Material for this task:

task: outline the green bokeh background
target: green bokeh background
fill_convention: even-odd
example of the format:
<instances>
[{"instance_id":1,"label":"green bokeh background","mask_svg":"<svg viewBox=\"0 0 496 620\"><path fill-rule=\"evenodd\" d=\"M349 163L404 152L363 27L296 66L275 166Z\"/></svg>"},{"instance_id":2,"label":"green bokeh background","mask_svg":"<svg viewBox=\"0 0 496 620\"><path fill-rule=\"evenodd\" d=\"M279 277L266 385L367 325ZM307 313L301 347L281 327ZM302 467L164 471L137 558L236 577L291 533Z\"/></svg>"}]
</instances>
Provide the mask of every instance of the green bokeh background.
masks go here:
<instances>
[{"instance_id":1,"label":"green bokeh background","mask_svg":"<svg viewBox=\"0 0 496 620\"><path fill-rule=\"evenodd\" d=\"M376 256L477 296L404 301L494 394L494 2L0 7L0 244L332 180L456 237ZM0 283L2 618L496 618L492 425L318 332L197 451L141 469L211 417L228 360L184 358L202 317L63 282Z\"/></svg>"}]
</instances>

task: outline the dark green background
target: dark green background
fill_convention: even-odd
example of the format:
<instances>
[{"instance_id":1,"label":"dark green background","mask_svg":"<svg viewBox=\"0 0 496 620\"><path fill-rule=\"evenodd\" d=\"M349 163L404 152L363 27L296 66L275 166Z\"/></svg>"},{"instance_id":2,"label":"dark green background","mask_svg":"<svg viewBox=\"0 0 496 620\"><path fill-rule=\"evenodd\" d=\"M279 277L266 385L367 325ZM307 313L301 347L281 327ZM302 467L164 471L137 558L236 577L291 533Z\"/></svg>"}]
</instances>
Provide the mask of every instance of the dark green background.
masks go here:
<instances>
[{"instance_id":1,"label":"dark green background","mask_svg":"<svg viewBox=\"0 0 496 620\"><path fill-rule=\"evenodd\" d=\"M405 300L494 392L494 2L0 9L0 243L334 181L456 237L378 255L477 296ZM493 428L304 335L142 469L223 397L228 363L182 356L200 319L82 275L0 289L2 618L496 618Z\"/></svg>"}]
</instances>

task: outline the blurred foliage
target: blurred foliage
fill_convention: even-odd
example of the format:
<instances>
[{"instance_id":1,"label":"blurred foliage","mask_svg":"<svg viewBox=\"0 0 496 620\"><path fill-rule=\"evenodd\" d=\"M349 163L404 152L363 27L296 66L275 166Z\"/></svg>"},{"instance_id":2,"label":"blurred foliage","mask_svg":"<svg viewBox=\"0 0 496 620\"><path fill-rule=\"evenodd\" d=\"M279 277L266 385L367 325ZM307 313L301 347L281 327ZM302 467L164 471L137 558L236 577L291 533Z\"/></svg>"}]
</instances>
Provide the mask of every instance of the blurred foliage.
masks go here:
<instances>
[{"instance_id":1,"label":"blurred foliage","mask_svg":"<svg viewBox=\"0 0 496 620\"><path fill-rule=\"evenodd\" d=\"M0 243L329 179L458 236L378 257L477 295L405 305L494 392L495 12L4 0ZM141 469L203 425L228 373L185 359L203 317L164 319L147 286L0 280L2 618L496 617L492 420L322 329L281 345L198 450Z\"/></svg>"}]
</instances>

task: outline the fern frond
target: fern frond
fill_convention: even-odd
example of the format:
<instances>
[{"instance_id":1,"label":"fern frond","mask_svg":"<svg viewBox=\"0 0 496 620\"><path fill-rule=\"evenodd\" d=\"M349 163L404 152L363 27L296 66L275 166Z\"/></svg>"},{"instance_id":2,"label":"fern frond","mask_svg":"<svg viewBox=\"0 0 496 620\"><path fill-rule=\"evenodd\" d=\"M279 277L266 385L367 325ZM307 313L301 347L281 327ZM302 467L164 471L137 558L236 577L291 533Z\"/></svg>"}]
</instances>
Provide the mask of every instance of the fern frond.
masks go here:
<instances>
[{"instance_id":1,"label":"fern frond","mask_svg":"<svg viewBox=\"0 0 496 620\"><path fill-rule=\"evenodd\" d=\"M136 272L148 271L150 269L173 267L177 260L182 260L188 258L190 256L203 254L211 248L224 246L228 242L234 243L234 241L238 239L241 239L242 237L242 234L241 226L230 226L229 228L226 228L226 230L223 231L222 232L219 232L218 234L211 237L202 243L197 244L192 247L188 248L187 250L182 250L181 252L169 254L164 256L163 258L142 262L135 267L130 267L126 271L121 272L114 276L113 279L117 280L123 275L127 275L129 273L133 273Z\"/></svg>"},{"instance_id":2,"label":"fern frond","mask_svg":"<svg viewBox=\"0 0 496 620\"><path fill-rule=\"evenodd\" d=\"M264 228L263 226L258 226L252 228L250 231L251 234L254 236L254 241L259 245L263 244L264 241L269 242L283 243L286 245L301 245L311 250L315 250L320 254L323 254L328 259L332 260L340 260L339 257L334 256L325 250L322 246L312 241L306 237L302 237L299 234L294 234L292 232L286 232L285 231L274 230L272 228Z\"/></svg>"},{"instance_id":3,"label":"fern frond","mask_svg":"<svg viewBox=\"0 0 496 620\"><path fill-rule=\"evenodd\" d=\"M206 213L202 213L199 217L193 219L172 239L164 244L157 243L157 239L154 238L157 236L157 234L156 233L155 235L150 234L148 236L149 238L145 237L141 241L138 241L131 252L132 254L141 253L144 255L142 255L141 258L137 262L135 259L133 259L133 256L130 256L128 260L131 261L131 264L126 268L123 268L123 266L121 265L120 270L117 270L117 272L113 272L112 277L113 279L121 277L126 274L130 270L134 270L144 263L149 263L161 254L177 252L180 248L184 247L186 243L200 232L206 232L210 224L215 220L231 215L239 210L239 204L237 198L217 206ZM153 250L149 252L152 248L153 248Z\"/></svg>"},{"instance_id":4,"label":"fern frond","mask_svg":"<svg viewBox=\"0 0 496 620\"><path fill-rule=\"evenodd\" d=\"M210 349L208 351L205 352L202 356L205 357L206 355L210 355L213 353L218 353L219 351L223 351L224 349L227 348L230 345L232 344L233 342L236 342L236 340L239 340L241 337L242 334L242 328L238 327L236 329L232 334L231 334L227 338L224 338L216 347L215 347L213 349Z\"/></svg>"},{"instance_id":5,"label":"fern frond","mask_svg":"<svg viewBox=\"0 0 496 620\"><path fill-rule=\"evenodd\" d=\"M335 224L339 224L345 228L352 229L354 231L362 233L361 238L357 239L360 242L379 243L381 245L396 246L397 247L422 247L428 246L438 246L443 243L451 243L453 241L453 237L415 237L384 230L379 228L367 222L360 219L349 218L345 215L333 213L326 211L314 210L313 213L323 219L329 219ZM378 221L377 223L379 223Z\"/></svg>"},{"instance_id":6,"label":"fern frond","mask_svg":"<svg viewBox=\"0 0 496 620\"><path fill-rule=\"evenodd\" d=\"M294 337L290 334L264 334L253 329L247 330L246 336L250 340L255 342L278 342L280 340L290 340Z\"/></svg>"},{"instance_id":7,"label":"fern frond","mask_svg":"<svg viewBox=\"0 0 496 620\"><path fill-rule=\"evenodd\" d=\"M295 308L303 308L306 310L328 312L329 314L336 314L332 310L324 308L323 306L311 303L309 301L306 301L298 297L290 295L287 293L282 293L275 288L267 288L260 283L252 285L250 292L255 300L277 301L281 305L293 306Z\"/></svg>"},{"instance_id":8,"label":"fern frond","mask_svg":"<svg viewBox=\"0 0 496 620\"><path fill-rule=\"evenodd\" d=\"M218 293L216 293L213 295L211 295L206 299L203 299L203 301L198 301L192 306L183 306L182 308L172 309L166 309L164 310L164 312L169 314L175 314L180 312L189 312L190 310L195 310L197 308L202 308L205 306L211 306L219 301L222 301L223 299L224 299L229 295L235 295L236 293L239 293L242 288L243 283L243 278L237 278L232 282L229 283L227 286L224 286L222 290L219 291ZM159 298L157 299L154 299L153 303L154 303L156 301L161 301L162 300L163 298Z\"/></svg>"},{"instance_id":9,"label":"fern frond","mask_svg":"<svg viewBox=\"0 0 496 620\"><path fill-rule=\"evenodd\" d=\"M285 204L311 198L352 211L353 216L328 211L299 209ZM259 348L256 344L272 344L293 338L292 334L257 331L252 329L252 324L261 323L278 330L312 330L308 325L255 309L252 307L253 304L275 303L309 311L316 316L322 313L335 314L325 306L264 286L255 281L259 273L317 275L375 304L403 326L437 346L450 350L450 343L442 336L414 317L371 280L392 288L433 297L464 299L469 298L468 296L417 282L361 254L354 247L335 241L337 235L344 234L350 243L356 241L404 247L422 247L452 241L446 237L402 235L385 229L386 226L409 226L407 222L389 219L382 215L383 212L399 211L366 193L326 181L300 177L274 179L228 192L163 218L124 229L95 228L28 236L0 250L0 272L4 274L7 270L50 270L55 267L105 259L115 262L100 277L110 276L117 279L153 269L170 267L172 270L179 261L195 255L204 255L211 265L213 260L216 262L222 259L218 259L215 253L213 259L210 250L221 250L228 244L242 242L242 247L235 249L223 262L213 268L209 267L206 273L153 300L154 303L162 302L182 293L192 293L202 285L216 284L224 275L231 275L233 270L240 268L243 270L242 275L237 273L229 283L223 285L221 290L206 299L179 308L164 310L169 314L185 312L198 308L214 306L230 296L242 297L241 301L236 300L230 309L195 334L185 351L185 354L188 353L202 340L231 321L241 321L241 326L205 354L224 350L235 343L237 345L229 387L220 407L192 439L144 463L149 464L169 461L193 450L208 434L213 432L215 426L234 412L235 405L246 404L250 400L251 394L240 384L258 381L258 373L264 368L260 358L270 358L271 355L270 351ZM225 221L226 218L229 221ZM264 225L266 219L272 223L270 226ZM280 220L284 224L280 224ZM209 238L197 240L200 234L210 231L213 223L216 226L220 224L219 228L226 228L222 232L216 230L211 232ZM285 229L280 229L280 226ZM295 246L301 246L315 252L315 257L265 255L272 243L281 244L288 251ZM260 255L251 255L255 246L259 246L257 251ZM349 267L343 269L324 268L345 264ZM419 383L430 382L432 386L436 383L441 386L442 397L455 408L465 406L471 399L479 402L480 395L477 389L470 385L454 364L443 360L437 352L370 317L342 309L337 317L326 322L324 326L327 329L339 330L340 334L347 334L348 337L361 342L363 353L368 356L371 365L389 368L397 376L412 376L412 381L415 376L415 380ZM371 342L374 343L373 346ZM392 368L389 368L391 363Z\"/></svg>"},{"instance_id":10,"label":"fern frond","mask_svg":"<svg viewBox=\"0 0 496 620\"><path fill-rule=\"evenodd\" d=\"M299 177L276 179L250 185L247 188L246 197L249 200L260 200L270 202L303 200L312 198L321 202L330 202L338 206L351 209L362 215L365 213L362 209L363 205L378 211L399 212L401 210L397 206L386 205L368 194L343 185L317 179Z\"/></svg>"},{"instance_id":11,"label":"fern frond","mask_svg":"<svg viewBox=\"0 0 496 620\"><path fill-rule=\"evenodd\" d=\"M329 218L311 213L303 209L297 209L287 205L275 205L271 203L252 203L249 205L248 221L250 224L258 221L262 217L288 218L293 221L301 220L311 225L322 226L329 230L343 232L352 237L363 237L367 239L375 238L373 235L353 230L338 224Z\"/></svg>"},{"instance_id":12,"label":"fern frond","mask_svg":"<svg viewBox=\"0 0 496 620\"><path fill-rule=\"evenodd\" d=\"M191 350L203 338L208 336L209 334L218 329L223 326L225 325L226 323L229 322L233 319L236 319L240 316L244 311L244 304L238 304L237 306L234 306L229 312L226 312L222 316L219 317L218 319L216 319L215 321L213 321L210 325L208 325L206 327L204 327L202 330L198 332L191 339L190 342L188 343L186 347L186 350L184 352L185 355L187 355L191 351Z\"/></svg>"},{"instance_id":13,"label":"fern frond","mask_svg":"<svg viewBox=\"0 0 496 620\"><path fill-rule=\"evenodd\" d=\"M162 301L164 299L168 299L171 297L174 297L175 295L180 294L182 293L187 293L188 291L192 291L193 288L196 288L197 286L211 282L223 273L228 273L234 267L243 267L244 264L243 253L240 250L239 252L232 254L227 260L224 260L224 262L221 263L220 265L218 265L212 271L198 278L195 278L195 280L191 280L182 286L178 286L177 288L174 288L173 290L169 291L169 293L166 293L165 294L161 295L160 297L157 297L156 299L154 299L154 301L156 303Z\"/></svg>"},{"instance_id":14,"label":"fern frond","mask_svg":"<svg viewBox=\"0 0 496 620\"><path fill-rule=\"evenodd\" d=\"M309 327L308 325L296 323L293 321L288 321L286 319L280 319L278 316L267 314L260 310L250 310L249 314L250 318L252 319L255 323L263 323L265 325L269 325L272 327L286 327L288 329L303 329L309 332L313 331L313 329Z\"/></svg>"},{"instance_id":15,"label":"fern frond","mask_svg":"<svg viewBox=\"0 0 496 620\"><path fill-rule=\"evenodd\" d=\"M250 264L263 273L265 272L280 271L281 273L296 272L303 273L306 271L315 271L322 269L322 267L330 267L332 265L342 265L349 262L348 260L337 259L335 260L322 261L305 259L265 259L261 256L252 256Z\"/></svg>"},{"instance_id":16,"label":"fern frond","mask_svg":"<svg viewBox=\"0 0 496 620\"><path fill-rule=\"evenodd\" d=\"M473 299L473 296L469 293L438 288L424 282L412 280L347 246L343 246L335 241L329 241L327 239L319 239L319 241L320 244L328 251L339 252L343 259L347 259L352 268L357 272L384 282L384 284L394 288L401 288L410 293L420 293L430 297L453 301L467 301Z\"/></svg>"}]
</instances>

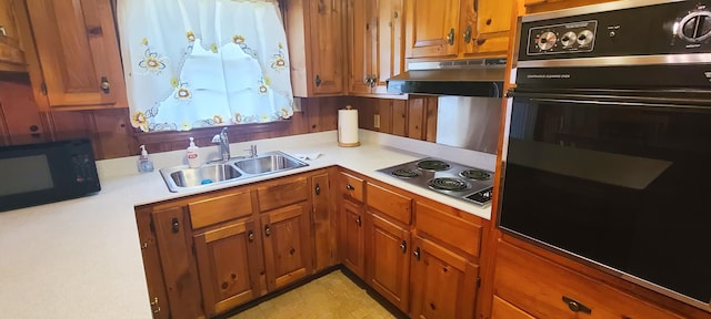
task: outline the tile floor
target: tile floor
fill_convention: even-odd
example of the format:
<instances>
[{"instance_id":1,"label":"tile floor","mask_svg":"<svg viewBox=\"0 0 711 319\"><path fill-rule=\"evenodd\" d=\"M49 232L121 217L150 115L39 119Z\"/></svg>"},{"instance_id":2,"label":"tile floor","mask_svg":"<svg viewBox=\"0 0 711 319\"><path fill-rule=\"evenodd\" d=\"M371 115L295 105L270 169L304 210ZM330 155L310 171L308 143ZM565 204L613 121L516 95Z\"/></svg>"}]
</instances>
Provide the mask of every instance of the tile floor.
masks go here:
<instances>
[{"instance_id":1,"label":"tile floor","mask_svg":"<svg viewBox=\"0 0 711 319\"><path fill-rule=\"evenodd\" d=\"M381 319L399 318L341 270L239 312L230 319Z\"/></svg>"}]
</instances>

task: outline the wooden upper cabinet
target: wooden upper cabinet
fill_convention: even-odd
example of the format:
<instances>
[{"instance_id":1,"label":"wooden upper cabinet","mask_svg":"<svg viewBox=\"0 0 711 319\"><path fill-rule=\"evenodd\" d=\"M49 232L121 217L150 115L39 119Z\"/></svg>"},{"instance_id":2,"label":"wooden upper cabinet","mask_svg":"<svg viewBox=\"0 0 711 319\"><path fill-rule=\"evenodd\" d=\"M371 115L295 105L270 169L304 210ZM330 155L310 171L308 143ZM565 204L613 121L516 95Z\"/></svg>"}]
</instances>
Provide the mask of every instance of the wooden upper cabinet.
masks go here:
<instances>
[{"instance_id":1,"label":"wooden upper cabinet","mask_svg":"<svg viewBox=\"0 0 711 319\"><path fill-rule=\"evenodd\" d=\"M20 0L0 0L0 71L26 71L24 50L20 44L20 23L24 12Z\"/></svg>"},{"instance_id":2,"label":"wooden upper cabinet","mask_svg":"<svg viewBox=\"0 0 711 319\"><path fill-rule=\"evenodd\" d=\"M43 78L32 82L47 94L37 96L38 103L64 109L128 106L110 1L27 4Z\"/></svg>"},{"instance_id":3,"label":"wooden upper cabinet","mask_svg":"<svg viewBox=\"0 0 711 319\"><path fill-rule=\"evenodd\" d=\"M405 58L457 56L459 0L408 0Z\"/></svg>"},{"instance_id":4,"label":"wooden upper cabinet","mask_svg":"<svg viewBox=\"0 0 711 319\"><path fill-rule=\"evenodd\" d=\"M504 56L513 0L408 0L405 58Z\"/></svg>"},{"instance_id":5,"label":"wooden upper cabinet","mask_svg":"<svg viewBox=\"0 0 711 319\"><path fill-rule=\"evenodd\" d=\"M614 0L523 0L523 7L530 14L611 1Z\"/></svg>"},{"instance_id":6,"label":"wooden upper cabinet","mask_svg":"<svg viewBox=\"0 0 711 319\"><path fill-rule=\"evenodd\" d=\"M343 94L346 8L342 1L286 1L291 86L299 97Z\"/></svg>"},{"instance_id":7,"label":"wooden upper cabinet","mask_svg":"<svg viewBox=\"0 0 711 319\"><path fill-rule=\"evenodd\" d=\"M349 93L388 93L403 71L404 0L349 0Z\"/></svg>"}]
</instances>

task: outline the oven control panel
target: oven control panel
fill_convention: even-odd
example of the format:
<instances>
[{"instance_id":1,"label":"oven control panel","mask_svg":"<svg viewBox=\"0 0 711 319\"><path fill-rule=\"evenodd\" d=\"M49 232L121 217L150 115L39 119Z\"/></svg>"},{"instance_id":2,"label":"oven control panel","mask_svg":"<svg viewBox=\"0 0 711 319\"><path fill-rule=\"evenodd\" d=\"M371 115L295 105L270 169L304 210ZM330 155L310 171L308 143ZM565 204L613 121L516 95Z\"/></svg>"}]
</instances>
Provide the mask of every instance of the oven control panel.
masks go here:
<instances>
[{"instance_id":1,"label":"oven control panel","mask_svg":"<svg viewBox=\"0 0 711 319\"><path fill-rule=\"evenodd\" d=\"M591 52L598 21L582 21L529 29L527 54Z\"/></svg>"},{"instance_id":2,"label":"oven control panel","mask_svg":"<svg viewBox=\"0 0 711 319\"><path fill-rule=\"evenodd\" d=\"M711 53L711 0L613 1L523 16L519 30L519 61L635 56L604 65L708 63L702 55Z\"/></svg>"}]
</instances>

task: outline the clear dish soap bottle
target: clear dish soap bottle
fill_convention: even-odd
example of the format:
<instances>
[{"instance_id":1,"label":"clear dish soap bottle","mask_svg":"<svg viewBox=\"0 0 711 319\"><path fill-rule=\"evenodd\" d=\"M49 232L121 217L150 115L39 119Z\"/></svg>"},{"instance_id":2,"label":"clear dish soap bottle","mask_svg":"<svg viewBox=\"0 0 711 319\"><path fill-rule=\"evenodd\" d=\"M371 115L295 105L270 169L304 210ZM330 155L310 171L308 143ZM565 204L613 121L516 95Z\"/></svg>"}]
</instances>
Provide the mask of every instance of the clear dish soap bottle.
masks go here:
<instances>
[{"instance_id":1,"label":"clear dish soap bottle","mask_svg":"<svg viewBox=\"0 0 711 319\"><path fill-rule=\"evenodd\" d=\"M153 161L148 156L146 145L141 145L141 155L138 156L138 172L148 173L153 172Z\"/></svg>"},{"instance_id":2,"label":"clear dish soap bottle","mask_svg":"<svg viewBox=\"0 0 711 319\"><path fill-rule=\"evenodd\" d=\"M188 146L188 166L190 166L190 168L198 168L200 167L200 158L199 158L199 154L198 151L200 150L200 147L196 146L196 142L193 141L192 137L190 137L190 146Z\"/></svg>"}]
</instances>

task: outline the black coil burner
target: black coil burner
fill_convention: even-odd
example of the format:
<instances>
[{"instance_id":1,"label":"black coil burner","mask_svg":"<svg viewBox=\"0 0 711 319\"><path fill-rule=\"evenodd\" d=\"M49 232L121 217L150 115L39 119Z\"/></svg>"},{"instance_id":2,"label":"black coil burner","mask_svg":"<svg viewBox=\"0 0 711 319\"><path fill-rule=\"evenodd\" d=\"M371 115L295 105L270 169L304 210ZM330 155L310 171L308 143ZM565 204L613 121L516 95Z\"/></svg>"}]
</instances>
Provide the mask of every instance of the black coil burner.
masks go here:
<instances>
[{"instance_id":1,"label":"black coil burner","mask_svg":"<svg viewBox=\"0 0 711 319\"><path fill-rule=\"evenodd\" d=\"M399 168L399 169L392 171L391 174L398 177L418 177L422 173L420 173L420 171L418 169L412 169L412 168Z\"/></svg>"},{"instance_id":2,"label":"black coil burner","mask_svg":"<svg viewBox=\"0 0 711 319\"><path fill-rule=\"evenodd\" d=\"M489 172L484 172L481 169L467 169L462 173L459 173L464 178L477 179L477 181L489 181L491 179L491 174Z\"/></svg>"},{"instance_id":3,"label":"black coil burner","mask_svg":"<svg viewBox=\"0 0 711 319\"><path fill-rule=\"evenodd\" d=\"M452 177L432 178L428 182L428 185L434 189L442 191L464 191L469 187L467 182Z\"/></svg>"},{"instance_id":4,"label":"black coil burner","mask_svg":"<svg viewBox=\"0 0 711 319\"><path fill-rule=\"evenodd\" d=\"M437 160L424 160L418 163L418 167L427 171L447 171L451 165L447 162L437 161Z\"/></svg>"}]
</instances>

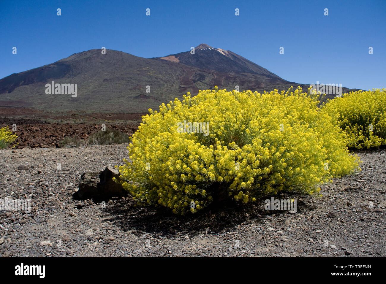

What you are asked to do:
Copy every line above that contains the string "target", treating uppercase and lowercase letters as distinct.

Reply to the exercise:
target: green bokeh background
target: dark green background
target: blurred foliage
target: fern frond
target: tile floor
target: wooden upper cabinet
target: oven control panel
target: clear dish soap bottle
target: black coil burner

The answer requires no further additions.